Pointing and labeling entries
◆ ◆ ◆

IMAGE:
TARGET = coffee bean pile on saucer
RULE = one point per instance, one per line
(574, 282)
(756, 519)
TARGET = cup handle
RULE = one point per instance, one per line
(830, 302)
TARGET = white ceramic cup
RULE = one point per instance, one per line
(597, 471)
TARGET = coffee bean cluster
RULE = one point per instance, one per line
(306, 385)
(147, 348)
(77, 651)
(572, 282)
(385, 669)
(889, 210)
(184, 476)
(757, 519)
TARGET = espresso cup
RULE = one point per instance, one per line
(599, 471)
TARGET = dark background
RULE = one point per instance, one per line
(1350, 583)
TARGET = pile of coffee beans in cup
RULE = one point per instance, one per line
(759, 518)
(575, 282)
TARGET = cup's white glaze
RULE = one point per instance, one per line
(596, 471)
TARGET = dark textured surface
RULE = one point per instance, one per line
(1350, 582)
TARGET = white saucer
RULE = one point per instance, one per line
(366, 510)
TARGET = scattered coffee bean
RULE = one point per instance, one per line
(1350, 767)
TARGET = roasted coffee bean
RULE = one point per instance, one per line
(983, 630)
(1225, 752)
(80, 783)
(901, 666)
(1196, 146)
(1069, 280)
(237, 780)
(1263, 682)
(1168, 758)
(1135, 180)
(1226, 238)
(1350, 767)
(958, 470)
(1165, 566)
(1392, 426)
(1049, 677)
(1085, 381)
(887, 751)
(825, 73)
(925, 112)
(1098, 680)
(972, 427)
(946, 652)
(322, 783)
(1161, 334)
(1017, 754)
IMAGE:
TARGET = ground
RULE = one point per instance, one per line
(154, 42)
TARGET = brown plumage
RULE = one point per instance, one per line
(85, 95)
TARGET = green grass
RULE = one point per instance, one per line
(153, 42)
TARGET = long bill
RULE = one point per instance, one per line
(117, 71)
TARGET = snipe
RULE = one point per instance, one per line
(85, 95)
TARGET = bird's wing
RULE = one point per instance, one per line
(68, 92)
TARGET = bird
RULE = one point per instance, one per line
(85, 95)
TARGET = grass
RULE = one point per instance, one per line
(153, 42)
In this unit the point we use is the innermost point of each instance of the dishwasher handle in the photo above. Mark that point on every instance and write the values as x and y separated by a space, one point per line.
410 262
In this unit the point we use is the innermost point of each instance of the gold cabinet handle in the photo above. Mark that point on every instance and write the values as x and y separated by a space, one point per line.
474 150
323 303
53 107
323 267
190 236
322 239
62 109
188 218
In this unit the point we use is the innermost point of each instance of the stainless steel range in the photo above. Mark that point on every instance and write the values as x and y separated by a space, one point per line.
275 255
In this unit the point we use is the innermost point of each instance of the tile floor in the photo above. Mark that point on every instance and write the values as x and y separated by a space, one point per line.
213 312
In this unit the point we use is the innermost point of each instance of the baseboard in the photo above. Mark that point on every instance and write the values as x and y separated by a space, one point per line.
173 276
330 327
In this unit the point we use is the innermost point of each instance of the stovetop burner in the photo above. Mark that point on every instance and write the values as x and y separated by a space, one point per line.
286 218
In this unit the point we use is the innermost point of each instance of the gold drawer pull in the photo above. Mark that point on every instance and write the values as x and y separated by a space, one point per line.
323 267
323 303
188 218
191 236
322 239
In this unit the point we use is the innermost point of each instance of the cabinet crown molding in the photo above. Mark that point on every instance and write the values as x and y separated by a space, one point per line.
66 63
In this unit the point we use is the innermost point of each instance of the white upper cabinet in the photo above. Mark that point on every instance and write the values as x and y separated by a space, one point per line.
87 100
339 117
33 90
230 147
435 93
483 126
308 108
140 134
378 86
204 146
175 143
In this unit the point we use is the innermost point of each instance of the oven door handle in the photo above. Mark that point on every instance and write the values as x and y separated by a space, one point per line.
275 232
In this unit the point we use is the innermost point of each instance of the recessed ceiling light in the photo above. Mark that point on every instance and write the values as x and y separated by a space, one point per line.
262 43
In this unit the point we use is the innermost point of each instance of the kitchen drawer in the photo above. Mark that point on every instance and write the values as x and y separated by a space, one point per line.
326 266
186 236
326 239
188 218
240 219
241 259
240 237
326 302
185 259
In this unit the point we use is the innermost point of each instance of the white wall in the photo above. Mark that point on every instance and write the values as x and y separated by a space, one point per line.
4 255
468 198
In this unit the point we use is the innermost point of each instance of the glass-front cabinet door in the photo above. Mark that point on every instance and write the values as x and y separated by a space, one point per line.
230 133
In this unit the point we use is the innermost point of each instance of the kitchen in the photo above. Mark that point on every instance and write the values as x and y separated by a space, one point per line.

◆ ◆ ◆

#### Stated goal
Return every line of the material exactly.

#### Solution
IMAGE:
TARGET = coffee bean pile on saucer
RULE = one point per instance, one per line
(574, 282)
(756, 519)
TARGET = cup handle
RULE = one point per instance, one per line
(830, 302)
TARGET = white ceramic cup
RULE = one point per instance, one per line
(597, 471)
TARGET = coffee bean cluster
RULE = one point per instance, one per line
(306, 385)
(147, 348)
(77, 651)
(572, 282)
(385, 669)
(889, 210)
(184, 476)
(757, 519)
TARGET = espresso cup
RULE = one point per instance, one per line
(599, 471)
TARGET = dark background
RULE = one point per instance, one per line
(1350, 583)
TARGET = pile of coffee beans in cup
RULE = one point per instance, one per line
(759, 518)
(575, 282)
TARGET = cup's white glaze
RULE = one point per instance, one per line
(596, 471)
TARGET = dark textured surface
RULE = one point per instance, one per line
(1350, 582)
TARGET = white saucer
RULE = one point per instance, one per line
(366, 510)
TARGET = scattered coffee bean
RULE = one point per instance, one per line
(1350, 767)
TARGET = roasted coffee bean
RULE = one point per instance, one per line
(983, 630)
(1225, 752)
(80, 783)
(901, 666)
(1196, 146)
(1069, 280)
(237, 780)
(1263, 682)
(1168, 758)
(1135, 180)
(1226, 238)
(1350, 767)
(958, 470)
(1165, 566)
(1392, 426)
(1049, 677)
(1085, 381)
(887, 751)
(825, 73)
(925, 112)
(1098, 680)
(972, 427)
(946, 652)
(322, 783)
(1161, 334)
(1017, 754)
IMAGE:
TARGET = ground
RULE = one point per instance, one per line
(154, 42)
TARGET = brown plumage
RULE = one point per instance, one per line
(85, 95)
TARGET = green grass
RULE = one point per instance, one per line
(153, 42)
TARGET = long bill
RULE = one point per instance, one per line
(117, 71)
TARGET = snipe
RULE = one point per instance, one per line
(85, 95)
TARGET = bird's wing
RULE = one point per instance, one per line
(68, 92)
TARGET = bird
RULE = one point per instance, one per line
(85, 95)
TARGET = grass
RULE = one point per instance, one per line
(153, 42)
In this unit the point we use is the innermost point of each instance of the dishwasher handle in the photo above. Mark that point on every instance and write the values as x and y separated by a space, one point per line.
410 262
In this unit the point we use is the innermost point of each instance of the gold cabinet handle in the photo above. Mark that point on every instance and write the values as x and y separated by a space, one point per line.
474 150
323 303
53 107
323 267
190 236
322 239
62 109
188 218
In this unit the point we use is the innermost point of each instance of the stainless steel range in the photo above. Mark that point on every instance and write the values as x and y separated by a space, one point per line.
275 255
In this unit the point we use is the innermost point of each instance of the tile floor in the photo above. Mark that point on every instance and write the values as x and y separated by a space, one point per line.
213 312
In this unit the point we use is the innermost point of each instance of the baseboard in the photo above. Mark that point on every instance and write the values as x and y separated by a space, one point per line.
173 276
330 327
In this unit the point we use is the innermost point of each instance of the stovetop burner in the photo above. Mark that point on every instance and write the values as x and y separated by a space, one point per line.
286 218
In this unit the point we use is the innermost point of each instance of the gold drawer pull in the photo above. Mark that point on every instance and write the values as x and y separated by a space, one point per line.
323 267
323 303
188 218
191 236
322 239
In this unit the point we use is the innermost point of each instance of the cabinet crown molding in the photo above. Mark that point on every instance and write the values as x and y separated by a space, one point per line.
66 63
In this unit the point we use is the innermost point of each instance of the white upper cabinet in the photo above. Mark that point on every instance and write the values as x and y separated by a space, one point per line.
87 100
339 117
33 90
230 147
435 93
483 126
308 108
140 134
378 86
204 146
175 143
In this unit the point we use is the innermost point of each instance of the oven door handle in the photo above. Mark that point on every instance and write the values as x and y separated by a space, one point per line.
275 232
In this unit the point we use is the innermost point of each instance of the recessed ceiling light in the photo above. Mark that point on every instance and write the values as x and y separated by a space, one point per line.
262 43
In this unit the point we use is the innermost point of each instance of the kitchen drawer in the photo above. Mark that point on every instance and write the values as x and y separated by a space, one point per line.
326 266
186 236
326 239
188 218
240 219
241 259
240 237
326 302
185 259
In this unit the point we use is the innermost point of each instance of the white wall in the photo above. Mark that point on every instance and write the values as x and y separated by a space, one point per line.
4 255
468 198
In this unit the point we use is the innermost point of each instance of the glass-front cabinet door in the photo above. Mark that point on every instance and write the values as x and y separated by a space, one point per line.
230 133
In this unit the point we use is the innermost point of each instance of the kitchen in the photo above. Mark that point on every instance and write the values as x and y separated by a space, one point per line.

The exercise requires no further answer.